Passage:
Matthew 15:18-20 says: But those things which proceed out of the mouth comes from the heart, and they defile a man. For out of the heart proceed evil thoughts, murder, adulteries, fornications, thefts false witness, blasphemies. These are the things which defile a man, but to eat with unwashed hands does not defile a man. It really has a lot to do with what we are thinking about each day. That is what it takes is a lot of negative thoughts that are inside of our minds. Afterwards, I want to say that if those thoughts are inside of our hearts defiled a man, woman, and children. You know something, nonverbal communication that we use each day is capable of defiling anyone including a beast of the field. Some animals cannot be tamed by man. This is the reason why the spirit of an animal goes down. I want to change my way of thinking on a daily basis. We are supposed to live like Jesus Christ died by sharing the Gospel of Peace with everyone.



Good Evening Everyone!! My name is Anthony Joseph Hopkins and I am a 57 year old man, who has a very long way in my life. I used to be an angry person growing up in Dayton, Ohio from 1972-1990. I was mentally and emotionally abused as a child. My stepfather tried to kill me on three occasions. He put my head inside of a hot stove. My hair and face was on fire. I smelled like burnt hair for one week. I was born on Thursday June 24, 1965 at 7:30pm. This is the reason why I stayed up all night for days at a time. I really didn’t use vulgarity until I was 9 years old. I heard my parents using vulgarity on a daily basis. My stepfather punched on everyone except my mother. When I was 8 years old, I saw my mother shoot my stepfather with a gun. He stayed in the hospital for six weeks. This is because he lost a lot of blood in his own body. I will admit that I held everything inside of me.

Exercise 1: From the testimony, output the part starting with "Good Evening Everyone!!" and going on through "inside of me.".
Exercise 2: For each statement about the testimony, say yes or no according to whether it agrees with the text, and quote the words of the testimony that decide it: (a) The writer was born on a Thursday in June 1965. (b) The writer's stepfather stayed in the hospital for three weeks. (c) The stepfather punched everyone in the family, including the mother.
Exercise 3: Supply the next part of the testimony, continuing after its final sentence.
The records that come next have nothing to do with the testimony.

Data for analysis:
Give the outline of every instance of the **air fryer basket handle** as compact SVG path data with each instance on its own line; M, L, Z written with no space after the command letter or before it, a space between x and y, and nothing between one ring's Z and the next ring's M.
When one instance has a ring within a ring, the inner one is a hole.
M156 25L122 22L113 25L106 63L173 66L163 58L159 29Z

==

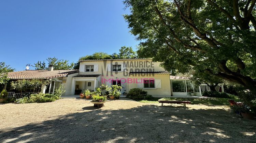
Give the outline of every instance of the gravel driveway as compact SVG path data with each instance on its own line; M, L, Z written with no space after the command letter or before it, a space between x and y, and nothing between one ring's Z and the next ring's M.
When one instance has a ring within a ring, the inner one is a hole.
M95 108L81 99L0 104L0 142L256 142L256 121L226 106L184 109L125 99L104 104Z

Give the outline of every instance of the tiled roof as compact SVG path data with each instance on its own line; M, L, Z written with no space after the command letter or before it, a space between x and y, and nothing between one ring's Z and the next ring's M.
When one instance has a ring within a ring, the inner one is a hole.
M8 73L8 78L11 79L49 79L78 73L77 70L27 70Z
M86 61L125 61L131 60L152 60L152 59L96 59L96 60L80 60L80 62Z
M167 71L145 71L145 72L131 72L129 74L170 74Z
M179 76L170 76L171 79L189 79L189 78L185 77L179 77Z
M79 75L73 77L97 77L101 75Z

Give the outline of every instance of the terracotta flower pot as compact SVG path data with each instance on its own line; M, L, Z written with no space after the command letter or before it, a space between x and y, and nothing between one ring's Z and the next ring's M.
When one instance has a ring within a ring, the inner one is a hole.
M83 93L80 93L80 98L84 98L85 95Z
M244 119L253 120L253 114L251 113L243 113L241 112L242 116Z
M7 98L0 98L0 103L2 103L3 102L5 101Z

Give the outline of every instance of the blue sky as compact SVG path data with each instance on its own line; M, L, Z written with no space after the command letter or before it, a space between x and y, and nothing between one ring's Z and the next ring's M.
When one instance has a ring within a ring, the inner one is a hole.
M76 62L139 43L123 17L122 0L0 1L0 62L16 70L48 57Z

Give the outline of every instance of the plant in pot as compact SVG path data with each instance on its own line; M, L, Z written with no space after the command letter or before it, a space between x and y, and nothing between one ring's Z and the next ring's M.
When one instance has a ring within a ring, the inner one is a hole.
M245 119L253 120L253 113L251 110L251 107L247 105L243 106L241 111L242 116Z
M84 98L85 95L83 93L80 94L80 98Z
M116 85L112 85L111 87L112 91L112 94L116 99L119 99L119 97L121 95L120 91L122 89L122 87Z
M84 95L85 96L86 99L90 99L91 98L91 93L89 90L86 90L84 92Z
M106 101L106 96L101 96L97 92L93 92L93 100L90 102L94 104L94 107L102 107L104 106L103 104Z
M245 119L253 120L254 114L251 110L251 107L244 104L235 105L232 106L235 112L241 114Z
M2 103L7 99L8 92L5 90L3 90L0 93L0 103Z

Response 1:
Good Evening Everyone!! My name is Anthony Joseph Hopkins and I am a 57 year old man, who has a very long way in my life. I used to be an angry person growing up in Dayton, Ohio from 1972-1990. I was mentally and emotionally abused as a child. My stepfather tried to kill me on three occasions. He put my head inside of a hot stove. My hair and face was on fire. I smelled like burnt hair for one week. I was born on Thursday June 24, 1965 at 7:30pm. This is the reason why I stayed up all night for days at a time. I really didn’t use vulgarity until I was 9 years old. I heard my parents using vulgarity on a daily basis. My stepfather punched on everyone except my mother. When I was 8 years old, I saw my mother shoot my stepfather with a gun. He stayed in the hospital for six weeks. This is because he lost a lot of blood in his own body. I will admit that I held everything inside of me.

Response 2:
(a) Yes: "I was born on Thursday June 24, 1965 at 7:30pm."
(b) No: "He stayed in the hospital for six weeks."
(c) No: "My stepfather punched on everyone except my mother."

Response 3:
I am very guilty of stuffing all of my angry feelings because I was scared of men and women. I guess I didn’t have enough courage in me. For nine years, I used to get beaten up all of the time. I used to fear other children at school because they were beating me up all of the time. I was a very smart person in school. The only class that I have a problem with is math. I was a C average student. I love History, English, and Political Science and Government. I did well in Spelling and Military Science. I was afraid to go home. I remember sleeping inside of garbage cans because I was scared to go inside of my mother’s house. My stepfather was a tyrant. I remember on Sunday November 25, 1985, my stepfather stabbed me with a hook knife. My stepfather tried to kill my brother because he lost his money in a dice game. If I would not have put my arms up, my brother would have perished. My brother called The police and I didn’t press charges against my stepfather because I told the police that he was too old to go to jail. I forgave him.


I am a person who knows how to forgive other people. I have come a very long way in my personal life. I have been clean and sober for 32 years now. Finally, I have been hearing voices for 13 years now. I hear women laughing at me. This is the reason why I prefer Pastoral Counseling over psychotherapy. A pastor can help me better than a therapist. I have been defiled since birth.